- Work to complete -
Using the records below, filter for lines that contain the string "instance" and copy them out.

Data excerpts
══════════════════════════════

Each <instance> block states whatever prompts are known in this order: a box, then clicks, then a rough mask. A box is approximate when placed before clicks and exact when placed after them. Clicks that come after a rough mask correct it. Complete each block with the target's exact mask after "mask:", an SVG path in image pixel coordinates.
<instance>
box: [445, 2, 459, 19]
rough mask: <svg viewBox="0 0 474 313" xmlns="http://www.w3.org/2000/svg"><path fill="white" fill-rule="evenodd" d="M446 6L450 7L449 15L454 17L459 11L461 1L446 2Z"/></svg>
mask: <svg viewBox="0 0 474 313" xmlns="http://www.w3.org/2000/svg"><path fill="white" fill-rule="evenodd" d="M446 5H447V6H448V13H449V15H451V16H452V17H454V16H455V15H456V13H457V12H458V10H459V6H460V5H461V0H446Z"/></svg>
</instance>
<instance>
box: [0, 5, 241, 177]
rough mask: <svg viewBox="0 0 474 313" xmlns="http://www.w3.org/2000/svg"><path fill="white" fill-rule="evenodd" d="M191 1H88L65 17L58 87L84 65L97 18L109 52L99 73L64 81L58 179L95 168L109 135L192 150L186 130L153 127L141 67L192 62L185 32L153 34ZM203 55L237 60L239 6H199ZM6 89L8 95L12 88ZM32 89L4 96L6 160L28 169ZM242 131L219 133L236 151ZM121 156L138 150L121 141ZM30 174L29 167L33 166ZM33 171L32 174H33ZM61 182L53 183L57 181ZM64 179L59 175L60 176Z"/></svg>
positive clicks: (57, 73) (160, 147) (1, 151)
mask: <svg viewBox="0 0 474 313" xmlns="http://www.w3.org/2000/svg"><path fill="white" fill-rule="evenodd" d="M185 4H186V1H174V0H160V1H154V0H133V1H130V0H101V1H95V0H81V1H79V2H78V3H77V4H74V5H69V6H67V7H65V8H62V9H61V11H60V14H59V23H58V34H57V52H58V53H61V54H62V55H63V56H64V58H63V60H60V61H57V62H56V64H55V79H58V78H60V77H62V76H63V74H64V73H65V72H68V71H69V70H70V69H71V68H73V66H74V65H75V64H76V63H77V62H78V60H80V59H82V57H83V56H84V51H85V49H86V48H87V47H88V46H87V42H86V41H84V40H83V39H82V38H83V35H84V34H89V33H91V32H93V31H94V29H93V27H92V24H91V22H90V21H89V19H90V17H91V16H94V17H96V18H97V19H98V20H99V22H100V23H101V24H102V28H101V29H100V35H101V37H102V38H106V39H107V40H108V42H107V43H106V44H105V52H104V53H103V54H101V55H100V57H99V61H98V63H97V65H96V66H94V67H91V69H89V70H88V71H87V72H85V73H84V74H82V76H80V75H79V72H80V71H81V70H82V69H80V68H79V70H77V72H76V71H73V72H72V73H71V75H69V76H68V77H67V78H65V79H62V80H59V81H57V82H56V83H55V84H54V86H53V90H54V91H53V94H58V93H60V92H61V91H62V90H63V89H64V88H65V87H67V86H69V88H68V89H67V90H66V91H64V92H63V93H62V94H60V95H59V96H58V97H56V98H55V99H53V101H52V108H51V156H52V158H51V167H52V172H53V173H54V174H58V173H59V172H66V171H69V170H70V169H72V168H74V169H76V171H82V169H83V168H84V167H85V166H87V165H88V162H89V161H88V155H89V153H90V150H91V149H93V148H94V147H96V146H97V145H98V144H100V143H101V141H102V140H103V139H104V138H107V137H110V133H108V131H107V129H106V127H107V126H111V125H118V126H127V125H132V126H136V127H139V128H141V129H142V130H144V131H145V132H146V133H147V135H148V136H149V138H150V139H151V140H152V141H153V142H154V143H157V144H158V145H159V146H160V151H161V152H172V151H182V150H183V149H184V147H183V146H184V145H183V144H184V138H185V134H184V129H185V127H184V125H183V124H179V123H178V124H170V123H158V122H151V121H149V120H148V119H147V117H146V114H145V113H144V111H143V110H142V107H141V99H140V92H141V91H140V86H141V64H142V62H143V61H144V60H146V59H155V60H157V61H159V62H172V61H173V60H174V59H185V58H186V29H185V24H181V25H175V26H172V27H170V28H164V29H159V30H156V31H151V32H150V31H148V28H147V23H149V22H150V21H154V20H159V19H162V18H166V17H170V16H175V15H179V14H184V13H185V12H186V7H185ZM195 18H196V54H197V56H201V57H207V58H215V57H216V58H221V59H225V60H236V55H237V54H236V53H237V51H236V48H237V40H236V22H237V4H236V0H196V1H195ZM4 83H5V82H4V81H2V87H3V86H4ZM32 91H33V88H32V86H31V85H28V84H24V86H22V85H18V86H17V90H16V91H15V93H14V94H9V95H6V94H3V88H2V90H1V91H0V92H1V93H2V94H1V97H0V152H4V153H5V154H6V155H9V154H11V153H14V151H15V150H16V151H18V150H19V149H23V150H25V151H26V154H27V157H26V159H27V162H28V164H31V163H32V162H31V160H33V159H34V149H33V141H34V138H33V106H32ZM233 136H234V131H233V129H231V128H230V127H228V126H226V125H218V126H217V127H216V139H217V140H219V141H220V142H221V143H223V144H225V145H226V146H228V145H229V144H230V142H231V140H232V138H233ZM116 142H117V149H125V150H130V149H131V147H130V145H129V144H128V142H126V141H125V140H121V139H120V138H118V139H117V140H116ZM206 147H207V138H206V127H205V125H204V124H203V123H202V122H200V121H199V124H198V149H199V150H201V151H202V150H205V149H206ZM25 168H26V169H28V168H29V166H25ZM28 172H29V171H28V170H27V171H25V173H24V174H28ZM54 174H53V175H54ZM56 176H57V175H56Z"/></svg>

══════════════════════════════

- Solution to this task -
Each <instance> block states whatever prompts are known in this order: a box, then clicks, then a rough mask. A box is approximate when placed before clicks and exact when placed after them. Clicks that come after a rough mask correct it. Complete each block with the target's exact mask after "mask:", an SVG path in image pixel coordinates.
<instance>
</instance>
<instance>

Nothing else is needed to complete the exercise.